[Document]

——————————

Myrtle Blackwood said...

"[There are] two dozen aspects of Americanism, which I repeat here: narcissism, greed, hyper-individualism, consumerism, capitalism, corporatism, faux democracy, media whoredom, asphyxiation of the Left, Christian fundamentalism, Mammon worship, moral retardation, militarism, imperialism, celebrity worship, wars on drugs and terrorism, prison industrial complex, mean-spiritedness, self-absorption, American exceptionalism, bullying, anti-intellectualism and the abandonment of many uninsured and homeless in the wealthiest nation on earth. . ."

In Australia we have: narcissism, greed, consumerism, capitalism, corporatism, faux democracy, media whoredom, asphyxiation of the Left, moral retardation, militarism, imperialism, celebrity worship, terrorism, prison industrial complex, mean-spiritedness, self-absorption, bullying, anti-intellectualism and the abandonment of the homeless.

what appears to be particularly American are:

hyper-individualism, Christian fundamentalism, Mammon worship, wars on drugs, American exceptionalism and the abandonment of the uninsured.

Myrtle Blackwood said...

Sorry, ...we don't yet have a prison industrial process. But it is a solid part of our history.

——————————

[Material]

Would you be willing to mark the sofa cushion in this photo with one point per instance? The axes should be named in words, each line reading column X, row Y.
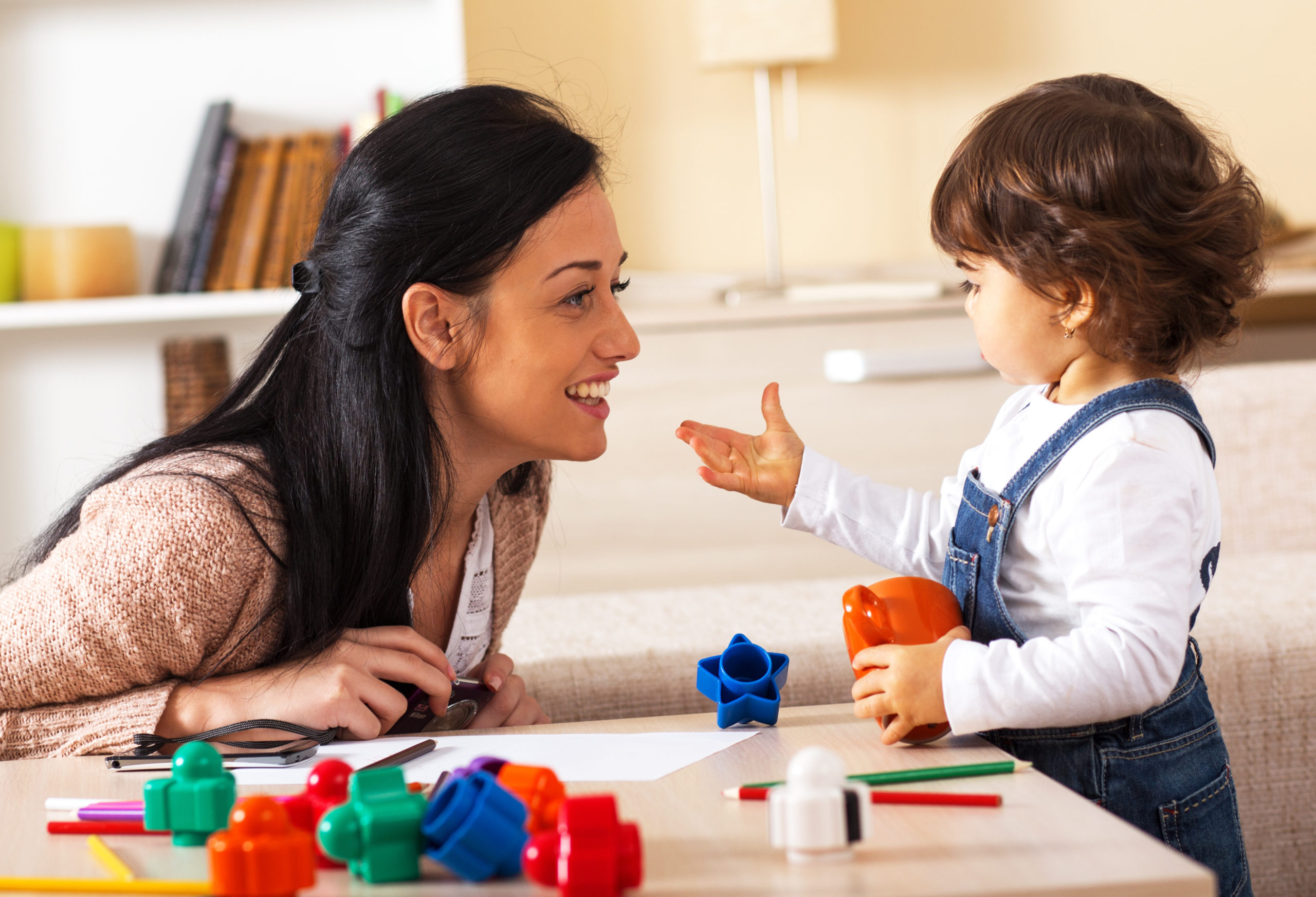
column 633, row 654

——————————

[What is asked]
a) Revise everything in the comments from "what appears to" down to "of the uninsured.", changing "Mammon worship" to "money worship".
b) Answer these questions about the comments:
(i) How many aspects of Americanism does the quoted passage say there are?
(ii) Which country does the commenter compare with America?
(iii) Which religious item is named among those that appear particularly American?
c) List every item that the comments name as appearing to be particularly American.
The lines come from a different source than the comments.

[Exercise responses]
a)
what appears to be particularly American are:

hyper-individualism, Christian fundamentalism, money worship, wars on drugs, American exceptionalism and the abandonment of the uninsured.

b)
(i) Two dozen.
(ii) Australia.
(iii) Christian fundamentalism.

c) hyper-individualism, Christian fundamentalism, Mammon worship, wars on drugs, American exceptionalism, the abandonment of the uninsured